Content validity of the MSPP was scrutinized by experts in the area of participation research and, after amendments, tested again by other researchers. Convergent and discriminant validity were supported by correlations between the indices of the MSPP and the Frenchay Activities Index, but differences between convergent and discriminant correlations were small. One reason might be that the FAI is not an optimal match for convergent validation. The social activities in the FAI are spread in the subscales that also include daily activities. Another reason might be that circumstances like physical functioning produced correlations between the MSPP and FAI indices (convergent and discriminant).

Reproducibility of the MSPP is moderate rather than good for the purpose of discrimination, because two of nine ICCs were lower than the threshold of 0.70 (seven if using lower limit of the 95% confidence intervals). Reproducibility is good for the purpose of evaluation (SRDgroup), but it is a limitation of the present study that the MIC was rather arbitrarily defined.

Furthermore, reproducibility of the MSPP differs for COPD and diabetes. It is unclear whether this is a limitation of the MSPP or rather a limitation of the present study. As the MSPP measures actual social participation in the last 4 weeks and the interval between waves one and two in our study was likewise 4 weeks, social participation may really have been different between waves one and two. This is not unlikely, considering that reproducibility results of CPdiversity, CPfrequency, ISP-Adiversity and ISP-Afrequency were worse in COPD, which is characterized by intermittent exacerbations. In times of exacerbations, people may be forced to, or choose to, restrict social participation, causing social participation to fluctuate more in COPD than in diabetes. To test whether reproducibility really differs for COPD and diabetes, waves one and two would have to take place within the closest possible time, for example on the same day or on two consecutive days.

There might be reservations about the sample used, because the MSPP is intended to be a generic instrument for older adults with a chronic physical illness, but the development process involved only two types of chronic disease. By using only two types, we could compare measurement properties. A generic instrument should be robust across different types of disease, meaning that scores may differ, but measurement properties should be the same.

* **Extracted material**:
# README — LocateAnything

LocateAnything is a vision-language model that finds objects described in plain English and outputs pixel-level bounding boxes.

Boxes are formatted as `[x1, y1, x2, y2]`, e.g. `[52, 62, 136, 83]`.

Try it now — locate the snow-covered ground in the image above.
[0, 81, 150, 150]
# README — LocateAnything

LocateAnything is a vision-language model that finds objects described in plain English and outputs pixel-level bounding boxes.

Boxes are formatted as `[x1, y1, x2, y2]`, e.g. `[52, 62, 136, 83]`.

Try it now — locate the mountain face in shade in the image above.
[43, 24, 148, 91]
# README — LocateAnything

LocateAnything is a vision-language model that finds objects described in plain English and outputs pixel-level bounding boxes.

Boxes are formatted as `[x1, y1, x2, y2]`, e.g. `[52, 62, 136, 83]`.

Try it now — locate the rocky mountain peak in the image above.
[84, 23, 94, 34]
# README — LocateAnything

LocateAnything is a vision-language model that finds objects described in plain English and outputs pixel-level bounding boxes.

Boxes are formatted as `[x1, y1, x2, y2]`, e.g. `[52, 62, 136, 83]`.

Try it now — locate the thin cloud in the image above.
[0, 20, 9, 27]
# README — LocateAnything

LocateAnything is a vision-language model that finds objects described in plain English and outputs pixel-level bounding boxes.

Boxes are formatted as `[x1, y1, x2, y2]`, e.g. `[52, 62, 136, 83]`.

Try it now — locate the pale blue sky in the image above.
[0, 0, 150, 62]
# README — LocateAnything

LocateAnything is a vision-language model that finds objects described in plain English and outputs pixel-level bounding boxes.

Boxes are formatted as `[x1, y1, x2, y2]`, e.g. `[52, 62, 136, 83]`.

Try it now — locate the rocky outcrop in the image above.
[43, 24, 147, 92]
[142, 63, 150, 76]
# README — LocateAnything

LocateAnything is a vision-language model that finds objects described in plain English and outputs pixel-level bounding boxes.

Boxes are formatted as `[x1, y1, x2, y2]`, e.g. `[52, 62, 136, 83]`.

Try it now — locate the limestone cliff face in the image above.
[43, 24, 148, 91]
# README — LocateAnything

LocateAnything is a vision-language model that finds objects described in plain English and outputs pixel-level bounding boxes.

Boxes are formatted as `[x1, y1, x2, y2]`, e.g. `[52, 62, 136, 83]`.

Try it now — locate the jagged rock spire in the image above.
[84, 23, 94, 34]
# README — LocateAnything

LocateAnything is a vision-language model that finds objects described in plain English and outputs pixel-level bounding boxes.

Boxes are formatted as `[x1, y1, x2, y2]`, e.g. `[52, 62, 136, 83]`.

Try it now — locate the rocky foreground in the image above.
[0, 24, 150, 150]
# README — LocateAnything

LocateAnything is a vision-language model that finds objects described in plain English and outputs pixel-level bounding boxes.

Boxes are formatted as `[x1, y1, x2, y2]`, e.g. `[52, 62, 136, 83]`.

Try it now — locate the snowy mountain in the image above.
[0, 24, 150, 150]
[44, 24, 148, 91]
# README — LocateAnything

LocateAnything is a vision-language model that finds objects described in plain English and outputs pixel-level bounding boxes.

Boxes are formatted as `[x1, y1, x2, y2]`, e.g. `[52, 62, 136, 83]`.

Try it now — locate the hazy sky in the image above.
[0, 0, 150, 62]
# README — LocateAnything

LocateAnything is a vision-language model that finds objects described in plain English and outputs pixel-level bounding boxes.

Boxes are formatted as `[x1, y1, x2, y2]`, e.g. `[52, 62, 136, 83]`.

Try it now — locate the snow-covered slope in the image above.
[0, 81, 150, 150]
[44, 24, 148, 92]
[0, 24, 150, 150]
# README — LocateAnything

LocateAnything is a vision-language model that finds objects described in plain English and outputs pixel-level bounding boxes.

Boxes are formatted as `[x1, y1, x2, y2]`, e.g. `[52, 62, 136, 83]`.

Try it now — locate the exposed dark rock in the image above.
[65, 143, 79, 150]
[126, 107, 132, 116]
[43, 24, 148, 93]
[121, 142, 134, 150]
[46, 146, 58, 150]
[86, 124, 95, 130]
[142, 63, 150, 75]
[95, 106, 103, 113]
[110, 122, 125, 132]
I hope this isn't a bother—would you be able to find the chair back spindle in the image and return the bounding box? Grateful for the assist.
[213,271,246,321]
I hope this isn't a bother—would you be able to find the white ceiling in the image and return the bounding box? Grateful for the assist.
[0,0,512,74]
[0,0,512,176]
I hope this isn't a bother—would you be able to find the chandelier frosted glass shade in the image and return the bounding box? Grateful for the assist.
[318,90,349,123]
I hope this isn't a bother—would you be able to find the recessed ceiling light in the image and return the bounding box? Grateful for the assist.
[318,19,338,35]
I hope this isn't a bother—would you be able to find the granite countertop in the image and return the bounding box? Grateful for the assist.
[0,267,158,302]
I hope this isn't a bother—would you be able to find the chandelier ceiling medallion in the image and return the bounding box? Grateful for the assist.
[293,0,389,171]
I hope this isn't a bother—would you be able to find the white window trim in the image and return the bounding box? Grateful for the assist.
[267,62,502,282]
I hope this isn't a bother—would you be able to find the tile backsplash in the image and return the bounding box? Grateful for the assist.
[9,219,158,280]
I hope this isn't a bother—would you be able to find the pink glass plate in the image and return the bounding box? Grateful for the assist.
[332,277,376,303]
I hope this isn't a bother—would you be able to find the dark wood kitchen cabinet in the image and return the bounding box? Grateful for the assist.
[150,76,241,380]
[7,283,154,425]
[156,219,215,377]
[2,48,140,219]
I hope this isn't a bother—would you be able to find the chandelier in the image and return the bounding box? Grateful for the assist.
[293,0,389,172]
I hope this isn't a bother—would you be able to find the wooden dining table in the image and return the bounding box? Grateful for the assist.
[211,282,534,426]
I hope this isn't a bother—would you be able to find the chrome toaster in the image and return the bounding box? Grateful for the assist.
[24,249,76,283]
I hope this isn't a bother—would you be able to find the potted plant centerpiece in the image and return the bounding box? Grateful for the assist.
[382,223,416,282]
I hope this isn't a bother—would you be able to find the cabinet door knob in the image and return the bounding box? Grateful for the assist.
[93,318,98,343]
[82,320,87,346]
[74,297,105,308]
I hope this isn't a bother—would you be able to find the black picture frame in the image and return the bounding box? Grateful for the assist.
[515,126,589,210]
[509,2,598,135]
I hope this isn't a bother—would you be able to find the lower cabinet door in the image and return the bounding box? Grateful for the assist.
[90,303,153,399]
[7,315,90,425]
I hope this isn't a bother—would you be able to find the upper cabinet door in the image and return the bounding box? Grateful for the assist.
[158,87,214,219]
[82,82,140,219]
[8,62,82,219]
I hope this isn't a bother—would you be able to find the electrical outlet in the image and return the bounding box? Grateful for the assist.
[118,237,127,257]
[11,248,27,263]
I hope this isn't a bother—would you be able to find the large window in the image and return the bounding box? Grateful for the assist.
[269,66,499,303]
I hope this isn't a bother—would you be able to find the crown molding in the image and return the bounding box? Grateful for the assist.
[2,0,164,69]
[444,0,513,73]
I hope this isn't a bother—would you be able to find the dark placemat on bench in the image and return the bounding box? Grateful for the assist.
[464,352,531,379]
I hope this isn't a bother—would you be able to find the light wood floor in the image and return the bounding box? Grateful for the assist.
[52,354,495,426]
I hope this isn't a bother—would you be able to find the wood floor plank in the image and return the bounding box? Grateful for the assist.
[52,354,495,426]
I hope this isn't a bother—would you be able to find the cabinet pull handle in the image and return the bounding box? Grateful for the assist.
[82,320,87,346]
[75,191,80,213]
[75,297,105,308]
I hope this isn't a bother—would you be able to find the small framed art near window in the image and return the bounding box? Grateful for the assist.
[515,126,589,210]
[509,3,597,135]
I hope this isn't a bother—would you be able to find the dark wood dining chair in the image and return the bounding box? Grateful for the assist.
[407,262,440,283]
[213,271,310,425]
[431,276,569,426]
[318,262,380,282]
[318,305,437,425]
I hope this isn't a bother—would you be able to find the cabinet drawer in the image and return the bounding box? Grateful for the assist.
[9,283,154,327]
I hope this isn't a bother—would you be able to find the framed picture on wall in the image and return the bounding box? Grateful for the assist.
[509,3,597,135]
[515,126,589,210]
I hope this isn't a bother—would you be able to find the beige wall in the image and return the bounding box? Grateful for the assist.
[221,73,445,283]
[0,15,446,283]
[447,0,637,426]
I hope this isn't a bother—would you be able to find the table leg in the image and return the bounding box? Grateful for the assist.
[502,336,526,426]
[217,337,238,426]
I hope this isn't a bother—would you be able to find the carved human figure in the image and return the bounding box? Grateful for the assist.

* **Brief A**:
Answer these questions using the passage on the MSPP's measurement properties.
(i) What ICC threshold did two of the nine ICCs fall below?
(ii) Which instrument was correlated with the MSPP indices to support convergent and discriminant validity?
(iii) How long was the interval between waves one and two?
* **Brief B**: In the passage on the MSPP's measurement properties, take the part starting at "There might be" and ending at "be the same.". Write it out again, swapping "sample" for "study group".
* **Brief C**: Write the next part of the passage on the MSPP's measurement properties, picking up after its final sentence.

* **Task output A**:
(i) 0.70
(ii) The Frenchay Activities Index (FAI)
(iii) 4 weeks

* **Task output B**:
There might be reservations about the study group used, because the MSPP is intended to be a generic instrument for older adults with a chronic physical illness, but the development process involved only two types of chronic disease. By using only two types, we could compare measurement properties. A generic instrument should be robust across different types of disease, meaning that scores may differ, but measurement properties should be the same.

* **Task output C**:
Comparison with the development of the FAI and the objective part of the POPS shows that the former was developed using factor analysis [30], while the latter, like the MSPP, was developed using methods for causal variables. These seem more appropriate for measures of observable activity, like frequency of participation [42]. Particularly, validity of the POPS was explored by comparing results with expectations about differences between groups and correlations between subscale scores. Results and expectations did not match well [42].

Regarding reproducibility, ICCs of the FAI, POPS and MSPP are similar [42, 46]. The ICCs of the POPS subscales vary considerably. The POPS authors suggest as an explanation that participation behaviours that are ‘not scheduled into an invariant behaviour’ may vary between measurements [42]. Likewise, we suggested true variability as an explanation for the differences between COPD and diabetes in reproducibility of the MSPP.

Future research should try to establish the minimal change in MSPP scores deemed important by people with a chronic illness to facilitate the evaluation of reproducibility. This would also allow the assessment of responsiveness, which is important for evaluation purposes. Furthermore, the MSPP still needs to be tested in other patient groups. Since the items are not specific to people with COPD or diabetes, it might also be worthwhile to test the MSPP in a general population of older adults and to use it to compare healthy older adults with those with a chronic illness. Given the social participation behaviours it covers, the MSPP does not appear to be valid for use in younger age groups.

Although there are some unresolved issues, we conclude that the Maastricht Social Participation Profile is a measure for actual social participation by older adults with a chronic physical illness, which appears to have good validity and acceptable reproducibility for discrimination purposes.